Exercise data
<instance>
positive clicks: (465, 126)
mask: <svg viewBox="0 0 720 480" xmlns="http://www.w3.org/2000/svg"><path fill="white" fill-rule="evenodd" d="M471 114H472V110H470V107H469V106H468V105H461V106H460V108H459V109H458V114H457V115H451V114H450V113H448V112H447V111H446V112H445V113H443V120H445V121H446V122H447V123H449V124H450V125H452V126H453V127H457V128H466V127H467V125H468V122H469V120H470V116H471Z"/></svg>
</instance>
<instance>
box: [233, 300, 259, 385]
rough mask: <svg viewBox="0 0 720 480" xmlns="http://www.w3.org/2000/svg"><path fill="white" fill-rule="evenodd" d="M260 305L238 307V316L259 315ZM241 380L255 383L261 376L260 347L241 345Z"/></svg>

Your task
Can you reproduce the listing above line for line, leaving every character unchanged?

Response below
<instance>
positive clicks: (465, 126)
mask: <svg viewBox="0 0 720 480" xmlns="http://www.w3.org/2000/svg"><path fill="white" fill-rule="evenodd" d="M471 114H472V110H470V107H469V106H468V105H461V106H460V108H459V109H458V114H457V115H451V114H450V113H448V112H447V111H446V112H445V113H443V120H445V121H446V122H447V123H449V124H450V125H452V126H453V127H457V128H466V127H467V125H468V122H469V120H470V116H471Z"/></svg>
</instance>
<instance>
box: [233, 300, 259, 385]
rough mask: <svg viewBox="0 0 720 480" xmlns="http://www.w3.org/2000/svg"><path fill="white" fill-rule="evenodd" d="M260 305L238 307V316L259 315ZM241 380L255 383L261 376L260 347L241 345Z"/></svg>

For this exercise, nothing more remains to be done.